• [Directions for this task]:
Update the material below by changing "orchard" to "grove" and keeping every other line as it is. Leave the pictures out of your answer.

Input material start

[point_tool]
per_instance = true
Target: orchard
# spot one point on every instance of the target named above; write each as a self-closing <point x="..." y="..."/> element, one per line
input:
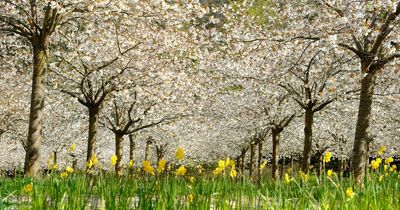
<point x="208" y="104"/>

Input material end

• [Result]:
[point_tool]
per_instance = true
Target: grove
# spot one point on every instance of the target named above; write each as a self-closing <point x="..." y="..."/> element, one per line
input:
<point x="208" y="104"/>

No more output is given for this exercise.